Material for this task:
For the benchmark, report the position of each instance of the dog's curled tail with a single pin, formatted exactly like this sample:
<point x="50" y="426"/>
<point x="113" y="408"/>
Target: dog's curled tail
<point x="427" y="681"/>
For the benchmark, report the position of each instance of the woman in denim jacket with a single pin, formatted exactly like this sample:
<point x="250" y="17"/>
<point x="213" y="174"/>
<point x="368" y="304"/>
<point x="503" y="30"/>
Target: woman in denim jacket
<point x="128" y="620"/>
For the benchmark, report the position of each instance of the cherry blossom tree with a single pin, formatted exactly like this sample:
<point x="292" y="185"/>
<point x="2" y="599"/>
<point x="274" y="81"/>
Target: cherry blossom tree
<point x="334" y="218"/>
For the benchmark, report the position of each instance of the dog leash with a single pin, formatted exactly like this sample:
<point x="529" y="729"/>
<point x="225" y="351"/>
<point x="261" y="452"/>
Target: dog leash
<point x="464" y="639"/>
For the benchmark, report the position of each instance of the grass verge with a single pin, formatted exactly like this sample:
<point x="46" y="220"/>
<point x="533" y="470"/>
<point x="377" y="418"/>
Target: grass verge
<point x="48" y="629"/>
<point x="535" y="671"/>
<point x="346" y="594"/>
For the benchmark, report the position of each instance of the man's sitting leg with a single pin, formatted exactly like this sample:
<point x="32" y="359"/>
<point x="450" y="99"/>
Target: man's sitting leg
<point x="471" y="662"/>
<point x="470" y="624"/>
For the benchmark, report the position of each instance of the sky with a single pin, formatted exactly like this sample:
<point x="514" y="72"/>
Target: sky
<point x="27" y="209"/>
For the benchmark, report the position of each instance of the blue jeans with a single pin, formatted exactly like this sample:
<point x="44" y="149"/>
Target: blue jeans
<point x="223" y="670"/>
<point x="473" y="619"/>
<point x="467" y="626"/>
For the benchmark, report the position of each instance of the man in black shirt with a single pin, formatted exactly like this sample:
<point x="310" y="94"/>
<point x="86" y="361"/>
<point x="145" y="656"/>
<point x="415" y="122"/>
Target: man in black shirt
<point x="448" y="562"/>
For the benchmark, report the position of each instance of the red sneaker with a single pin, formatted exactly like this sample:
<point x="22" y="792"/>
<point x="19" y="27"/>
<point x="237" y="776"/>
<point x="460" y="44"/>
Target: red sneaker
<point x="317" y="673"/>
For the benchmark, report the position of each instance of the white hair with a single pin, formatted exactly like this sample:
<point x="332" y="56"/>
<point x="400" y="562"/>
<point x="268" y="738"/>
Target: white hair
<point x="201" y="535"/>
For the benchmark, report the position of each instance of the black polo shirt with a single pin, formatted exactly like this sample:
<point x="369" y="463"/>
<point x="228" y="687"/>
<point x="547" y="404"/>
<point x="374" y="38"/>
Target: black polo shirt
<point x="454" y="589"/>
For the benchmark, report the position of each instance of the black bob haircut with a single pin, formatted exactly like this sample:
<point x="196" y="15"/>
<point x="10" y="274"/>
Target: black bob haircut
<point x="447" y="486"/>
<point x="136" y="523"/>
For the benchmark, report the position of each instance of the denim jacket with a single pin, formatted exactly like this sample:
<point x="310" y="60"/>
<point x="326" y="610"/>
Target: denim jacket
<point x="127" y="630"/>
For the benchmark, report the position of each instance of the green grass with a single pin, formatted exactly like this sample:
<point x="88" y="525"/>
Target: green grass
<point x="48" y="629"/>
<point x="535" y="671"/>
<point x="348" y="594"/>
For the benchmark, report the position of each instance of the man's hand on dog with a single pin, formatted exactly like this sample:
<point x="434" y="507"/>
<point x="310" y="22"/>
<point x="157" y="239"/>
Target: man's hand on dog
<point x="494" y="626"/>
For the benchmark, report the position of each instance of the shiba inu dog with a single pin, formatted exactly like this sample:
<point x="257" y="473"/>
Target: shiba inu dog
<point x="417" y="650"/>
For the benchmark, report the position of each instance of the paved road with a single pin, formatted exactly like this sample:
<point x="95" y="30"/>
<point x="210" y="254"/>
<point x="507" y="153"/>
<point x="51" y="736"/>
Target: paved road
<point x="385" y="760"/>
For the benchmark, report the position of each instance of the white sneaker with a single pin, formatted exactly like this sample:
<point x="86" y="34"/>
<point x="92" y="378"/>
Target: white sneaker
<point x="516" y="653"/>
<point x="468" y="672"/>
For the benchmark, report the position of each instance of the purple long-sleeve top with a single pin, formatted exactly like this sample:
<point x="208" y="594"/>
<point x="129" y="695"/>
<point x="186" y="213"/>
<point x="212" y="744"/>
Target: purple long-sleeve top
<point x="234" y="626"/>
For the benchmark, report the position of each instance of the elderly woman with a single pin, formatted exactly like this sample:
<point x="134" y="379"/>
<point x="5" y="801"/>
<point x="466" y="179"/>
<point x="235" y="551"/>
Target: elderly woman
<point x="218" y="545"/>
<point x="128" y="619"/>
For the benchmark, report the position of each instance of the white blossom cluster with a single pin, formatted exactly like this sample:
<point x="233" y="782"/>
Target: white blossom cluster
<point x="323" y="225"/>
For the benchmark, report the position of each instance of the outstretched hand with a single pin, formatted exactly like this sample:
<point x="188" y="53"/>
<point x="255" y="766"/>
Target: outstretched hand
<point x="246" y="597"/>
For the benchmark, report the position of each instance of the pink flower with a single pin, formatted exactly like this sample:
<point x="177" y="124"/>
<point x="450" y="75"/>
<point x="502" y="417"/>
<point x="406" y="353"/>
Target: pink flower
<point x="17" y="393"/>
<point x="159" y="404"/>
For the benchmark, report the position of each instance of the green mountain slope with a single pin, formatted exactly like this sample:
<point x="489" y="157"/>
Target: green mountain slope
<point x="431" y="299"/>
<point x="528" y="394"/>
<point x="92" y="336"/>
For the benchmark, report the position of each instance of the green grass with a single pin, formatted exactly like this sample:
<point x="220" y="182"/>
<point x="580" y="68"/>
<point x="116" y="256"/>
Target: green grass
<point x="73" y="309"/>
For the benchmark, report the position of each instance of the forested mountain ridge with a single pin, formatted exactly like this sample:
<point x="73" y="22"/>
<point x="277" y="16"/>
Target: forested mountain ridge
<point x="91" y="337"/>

...

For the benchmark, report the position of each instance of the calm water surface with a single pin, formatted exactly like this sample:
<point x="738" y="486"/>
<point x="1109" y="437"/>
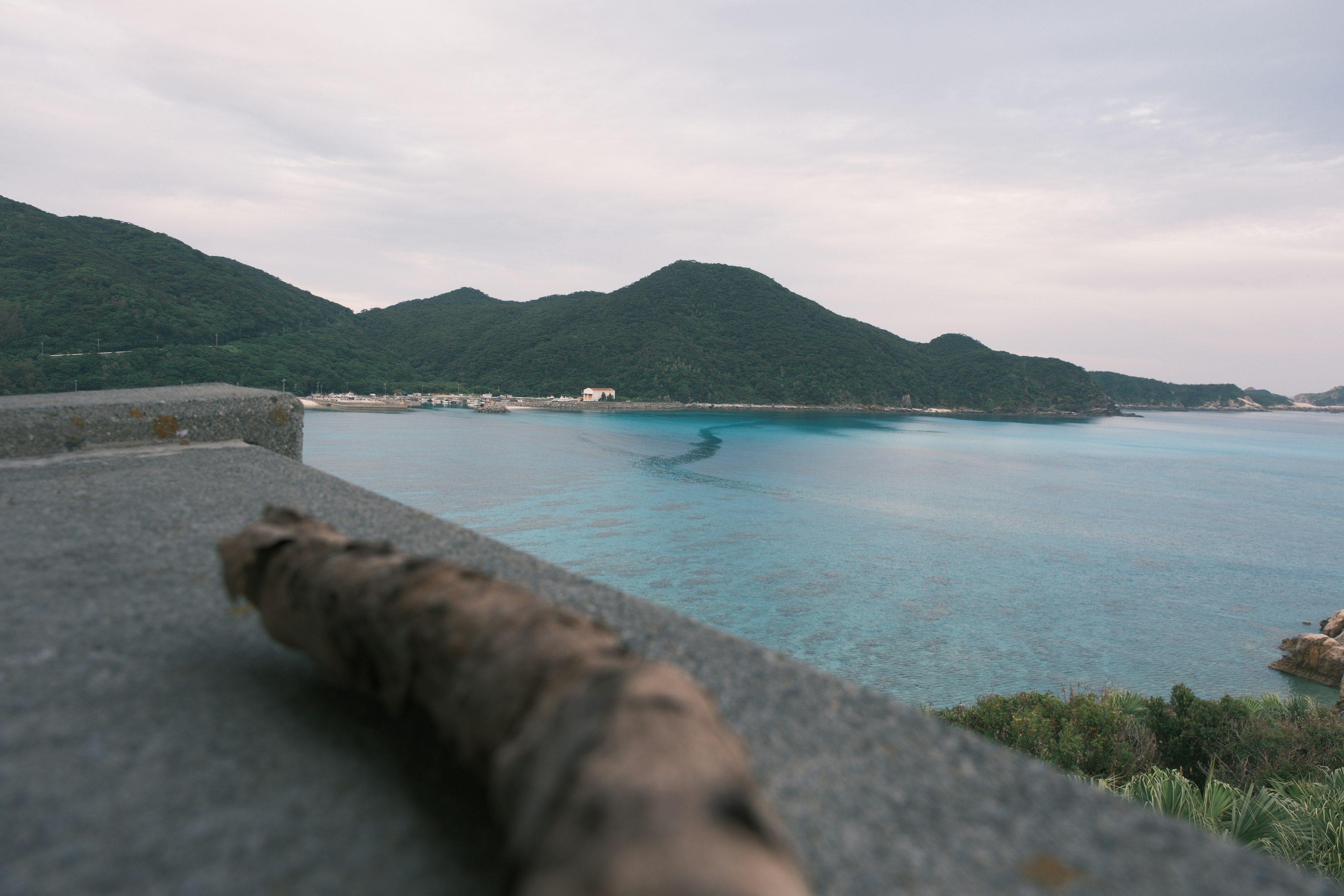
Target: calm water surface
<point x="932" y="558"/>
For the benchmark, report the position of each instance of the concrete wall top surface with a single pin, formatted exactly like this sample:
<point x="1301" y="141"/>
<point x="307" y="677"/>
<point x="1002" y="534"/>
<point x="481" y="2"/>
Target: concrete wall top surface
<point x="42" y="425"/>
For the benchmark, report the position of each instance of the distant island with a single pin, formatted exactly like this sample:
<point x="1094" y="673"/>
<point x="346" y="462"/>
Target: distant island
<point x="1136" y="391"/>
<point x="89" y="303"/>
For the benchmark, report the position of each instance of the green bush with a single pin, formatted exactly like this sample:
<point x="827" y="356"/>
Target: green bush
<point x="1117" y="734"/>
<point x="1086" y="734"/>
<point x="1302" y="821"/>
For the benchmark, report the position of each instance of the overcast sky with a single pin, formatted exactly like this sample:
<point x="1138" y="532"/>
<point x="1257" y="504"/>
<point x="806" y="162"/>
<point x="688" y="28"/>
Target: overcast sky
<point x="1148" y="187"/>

Set exercise: Please show each line of the material above that contains the word "surface".

The response:
For the benchmark, report the position of each instance of the calm water surface with a single pin, formatted exactly like this sample:
Target: calm water surface
For the benchmark, report the position of each instance of the concrete wall top surface with a single pin, formatted exactly like this sample:
Target: concrete wall top surface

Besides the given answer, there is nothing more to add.